>> Begin QUOTED PASSAGE

I might note these numbers are too big to be handled by my scientific calculator, or even the .NET Decimal type.
Compare this to the AES standard, where you have a 256 bit Key and 256 bit Initialization Vector, (so 2^256 * 2^256 possible key combinations to check for a brute force attack, which is still an awful lot.)
I also believe that the CA algorithm does add randomness (or 'entropy') to the data. And fairly good randomness at that. Just saying it doesn't add entropy doesn't make it true. You might have some special definition of the word, but I can only go with the dictionary definition: "Lack of order or predictability;"
I can even offer some proof. There is a set of statistical analysis tests used to determine the true randomness of any sufficiently large set of data, called the 'DieHard' set of tests.
http://stat.fsu.edu/pub/diehard/[^]
http://en.wikipedia.org/wiki/Diehard_tests[^]
I have looked and looked, and it seems these tests are the benchmark for establishing the validity of PRN sequences.

>> End QUOTED PASSAGE
>> Begin DATASET ROWS

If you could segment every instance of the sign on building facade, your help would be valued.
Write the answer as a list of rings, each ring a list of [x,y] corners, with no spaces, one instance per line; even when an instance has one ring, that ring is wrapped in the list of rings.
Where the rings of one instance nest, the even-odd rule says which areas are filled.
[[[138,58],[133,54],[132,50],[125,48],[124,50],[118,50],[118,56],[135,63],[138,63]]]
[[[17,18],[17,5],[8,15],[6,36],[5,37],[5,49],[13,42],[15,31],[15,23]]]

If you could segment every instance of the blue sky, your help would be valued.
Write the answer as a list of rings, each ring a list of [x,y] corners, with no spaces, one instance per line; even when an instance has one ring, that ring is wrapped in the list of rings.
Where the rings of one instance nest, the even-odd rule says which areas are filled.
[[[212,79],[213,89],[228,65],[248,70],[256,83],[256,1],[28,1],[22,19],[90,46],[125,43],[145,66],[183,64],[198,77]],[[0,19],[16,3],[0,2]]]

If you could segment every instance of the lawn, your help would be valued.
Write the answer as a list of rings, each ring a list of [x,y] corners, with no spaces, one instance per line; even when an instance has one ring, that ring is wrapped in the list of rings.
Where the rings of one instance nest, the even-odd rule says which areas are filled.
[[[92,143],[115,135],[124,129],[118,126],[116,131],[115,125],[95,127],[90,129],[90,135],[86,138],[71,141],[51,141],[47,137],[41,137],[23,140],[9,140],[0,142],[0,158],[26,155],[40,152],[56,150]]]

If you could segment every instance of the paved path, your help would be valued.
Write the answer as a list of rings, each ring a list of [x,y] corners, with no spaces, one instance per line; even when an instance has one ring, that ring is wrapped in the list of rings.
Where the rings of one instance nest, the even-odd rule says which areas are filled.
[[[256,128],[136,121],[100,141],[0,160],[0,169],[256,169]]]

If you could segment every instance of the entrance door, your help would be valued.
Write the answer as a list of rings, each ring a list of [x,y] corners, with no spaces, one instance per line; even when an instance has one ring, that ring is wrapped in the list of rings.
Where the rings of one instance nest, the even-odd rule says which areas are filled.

>> End DATASET ROWS

List every word or phrase that the forum excerpt on randomness encloses in quotation marks, single or double. Work from the forum excerpt on randomness alone, since the rows play no part.

- entropy
- Lack of order or predictability;
- DieHard